_The task_
Could you print each of the records below exactly?

** Data records follows **

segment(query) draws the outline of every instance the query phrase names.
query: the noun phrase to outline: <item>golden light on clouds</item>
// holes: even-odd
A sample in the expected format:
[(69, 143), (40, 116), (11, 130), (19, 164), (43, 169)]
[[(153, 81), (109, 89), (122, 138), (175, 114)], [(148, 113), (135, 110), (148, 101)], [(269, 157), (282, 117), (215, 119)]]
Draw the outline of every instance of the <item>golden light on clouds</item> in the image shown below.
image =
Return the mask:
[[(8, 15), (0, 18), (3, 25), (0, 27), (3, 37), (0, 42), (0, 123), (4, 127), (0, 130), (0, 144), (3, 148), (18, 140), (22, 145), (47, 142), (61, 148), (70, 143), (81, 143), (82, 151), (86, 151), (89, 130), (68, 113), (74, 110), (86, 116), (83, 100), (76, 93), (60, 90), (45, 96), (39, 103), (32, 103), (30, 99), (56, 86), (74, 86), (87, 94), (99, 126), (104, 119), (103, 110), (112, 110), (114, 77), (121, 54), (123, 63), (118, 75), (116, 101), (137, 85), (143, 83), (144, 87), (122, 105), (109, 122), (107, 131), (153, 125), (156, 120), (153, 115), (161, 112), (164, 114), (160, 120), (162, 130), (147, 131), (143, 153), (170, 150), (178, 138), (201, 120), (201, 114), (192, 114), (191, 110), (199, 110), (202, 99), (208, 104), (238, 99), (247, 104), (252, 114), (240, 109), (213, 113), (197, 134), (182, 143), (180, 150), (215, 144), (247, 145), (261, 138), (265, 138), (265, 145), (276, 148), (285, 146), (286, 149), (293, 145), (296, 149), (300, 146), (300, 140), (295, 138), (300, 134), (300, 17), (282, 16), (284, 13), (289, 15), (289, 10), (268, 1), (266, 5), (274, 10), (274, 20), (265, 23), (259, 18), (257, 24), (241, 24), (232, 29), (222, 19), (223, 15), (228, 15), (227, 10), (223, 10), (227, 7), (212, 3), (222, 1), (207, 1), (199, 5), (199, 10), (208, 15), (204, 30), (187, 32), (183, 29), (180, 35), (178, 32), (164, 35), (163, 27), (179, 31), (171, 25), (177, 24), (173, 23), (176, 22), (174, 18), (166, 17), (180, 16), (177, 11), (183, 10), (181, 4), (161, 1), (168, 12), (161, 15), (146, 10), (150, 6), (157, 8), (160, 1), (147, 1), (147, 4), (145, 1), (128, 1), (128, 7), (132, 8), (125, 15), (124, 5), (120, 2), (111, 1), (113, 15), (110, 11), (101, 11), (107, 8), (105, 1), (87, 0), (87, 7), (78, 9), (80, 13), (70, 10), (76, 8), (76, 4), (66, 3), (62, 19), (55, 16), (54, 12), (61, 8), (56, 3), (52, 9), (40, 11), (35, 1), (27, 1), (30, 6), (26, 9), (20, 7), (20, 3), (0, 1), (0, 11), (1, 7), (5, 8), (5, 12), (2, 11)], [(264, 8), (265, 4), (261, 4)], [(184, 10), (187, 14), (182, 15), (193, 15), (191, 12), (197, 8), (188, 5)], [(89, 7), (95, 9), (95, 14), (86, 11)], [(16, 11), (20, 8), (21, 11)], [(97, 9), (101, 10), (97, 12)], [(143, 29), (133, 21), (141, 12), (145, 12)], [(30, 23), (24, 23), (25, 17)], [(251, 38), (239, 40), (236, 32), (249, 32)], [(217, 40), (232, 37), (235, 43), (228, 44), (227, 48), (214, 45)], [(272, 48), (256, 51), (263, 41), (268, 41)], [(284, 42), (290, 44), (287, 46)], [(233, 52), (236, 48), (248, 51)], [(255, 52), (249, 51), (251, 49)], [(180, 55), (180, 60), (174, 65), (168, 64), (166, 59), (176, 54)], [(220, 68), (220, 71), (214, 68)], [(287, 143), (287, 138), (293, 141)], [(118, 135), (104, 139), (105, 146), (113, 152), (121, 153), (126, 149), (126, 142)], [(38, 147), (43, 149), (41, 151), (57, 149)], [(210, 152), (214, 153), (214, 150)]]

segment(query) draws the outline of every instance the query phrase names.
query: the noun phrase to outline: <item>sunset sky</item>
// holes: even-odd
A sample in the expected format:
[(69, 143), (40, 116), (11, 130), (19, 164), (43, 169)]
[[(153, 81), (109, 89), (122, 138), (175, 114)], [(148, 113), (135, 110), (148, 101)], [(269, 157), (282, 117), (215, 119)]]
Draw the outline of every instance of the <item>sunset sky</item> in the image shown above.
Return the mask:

** End of Data records **

_Solved exercise_
segment(query) draws the outline of every instance the query phrase names.
query: the noun phrase to outline: <item>golden light on clouds</item>
// holes: even-odd
A sample in the expected format:
[(69, 143), (40, 116), (11, 130), (19, 164), (43, 169)]
[[(153, 81), (109, 89), (122, 138), (175, 114)], [(148, 113), (135, 110), (148, 101)], [(269, 157), (282, 117), (215, 119)]]
Draw the outline of every instance of the <item>golden light on clouds</item> in the image shown below.
image =
Return the mask:
[[(8, 15), (0, 18), (3, 25), (0, 27), (3, 37), (0, 42), (0, 123), (4, 127), (0, 130), (0, 144), (3, 148), (18, 140), (22, 145), (47, 142), (61, 148), (70, 143), (81, 143), (82, 151), (86, 151), (89, 130), (68, 113), (74, 110), (86, 116), (83, 100), (76, 93), (60, 90), (45, 96), (39, 103), (32, 103), (30, 99), (56, 86), (74, 86), (87, 94), (99, 126), (104, 119), (103, 110), (112, 110), (114, 77), (121, 54), (123, 63), (118, 75), (116, 101), (137, 85), (143, 83), (144, 87), (122, 105), (109, 122), (107, 131), (153, 125), (156, 120), (153, 115), (161, 112), (164, 114), (160, 120), (162, 130), (147, 131), (143, 153), (170, 150), (178, 138), (201, 120), (201, 114), (192, 114), (191, 110), (199, 110), (202, 99), (208, 104), (238, 99), (247, 104), (252, 114), (240, 109), (213, 113), (197, 134), (182, 143), (180, 150), (215, 144), (247, 145), (261, 138), (265, 138), (265, 145), (276, 148), (285, 146), (286, 149), (293, 145), (296, 149), (300, 146), (300, 140), (295, 138), (300, 134), (300, 17), (282, 16), (284, 13), (289, 15), (289, 10), (268, 1), (266, 5), (274, 10), (274, 20), (265, 23), (259, 18), (257, 24), (241, 24), (232, 29), (222, 19), (223, 15), (228, 15), (227, 10), (223, 10), (227, 7), (212, 3), (222, 1), (207, 1), (199, 5), (199, 10), (208, 15), (204, 30), (187, 32), (183, 29), (180, 35), (178, 32), (164, 35), (163, 27), (179, 31), (171, 25), (177, 24), (173, 23), (176, 22), (174, 18), (166, 17), (180, 16), (177, 11), (183, 10), (181, 4), (161, 1), (168, 12), (161, 15), (146, 10), (150, 6), (157, 8), (160, 1), (147, 1), (147, 4), (145, 1), (128, 1), (128, 7), (132, 8), (125, 15), (124, 5), (120, 2), (111, 1), (113, 15), (110, 11), (101, 11), (107, 8), (105, 1), (87, 0), (87, 7), (78, 9), (80, 13), (70, 10), (76, 8), (76, 4), (66, 3), (62, 19), (55, 16), (54, 12), (61, 8), (56, 3), (52, 9), (40, 11), (35, 1), (27, 1), (30, 6), (26, 9), (20, 7), (20, 3), (0, 1), (0, 11), (1, 7), (5, 8), (5, 12), (2, 11)], [(264, 8), (265, 4), (261, 4)], [(184, 10), (187, 14), (182, 15), (193, 15), (191, 12), (197, 8), (188, 5)], [(89, 7), (95, 9), (95, 14), (86, 11)], [(16, 11), (20, 8), (21, 11)], [(97, 9), (101, 10), (97, 12)], [(143, 29), (133, 21), (141, 12), (145, 12)], [(30, 23), (24, 23), (25, 17)], [(251, 38), (239, 40), (236, 32), (249, 32)], [(217, 40), (232, 37), (235, 43), (228, 44), (227, 48), (214, 45)], [(272, 48), (256, 51), (263, 41), (268, 41)], [(284, 42), (290, 44), (287, 46)], [(233, 52), (236, 48), (248, 51)], [(255, 52), (249, 51), (251, 49)], [(180, 55), (180, 60), (174, 65), (168, 64), (166, 59), (176, 54)], [(220, 68), (220, 71), (214, 68)], [(287, 143), (287, 138), (293, 141)], [(118, 135), (104, 139), (105, 146), (113, 152), (121, 153), (126, 149), (126, 142)], [(38, 147), (43, 149), (41, 151), (57, 149)], [(210, 152), (214, 153), (214, 150)]]

segment(query) draws the outline of every instance the query phrase names.
query: the noun phrase to outline: <item>sunset sky</item>
// holes: even-odd
A sample in the expected format:
[(69, 143), (40, 116), (11, 130), (19, 164), (43, 169)]
[[(153, 81), (109, 89), (122, 138), (175, 114)], [(148, 113), (135, 110), (148, 101)], [(269, 157), (282, 117), (215, 119)]]
Draw the outline of every instance of the <item>sunset sky</item> in the image shown above.
Return the mask:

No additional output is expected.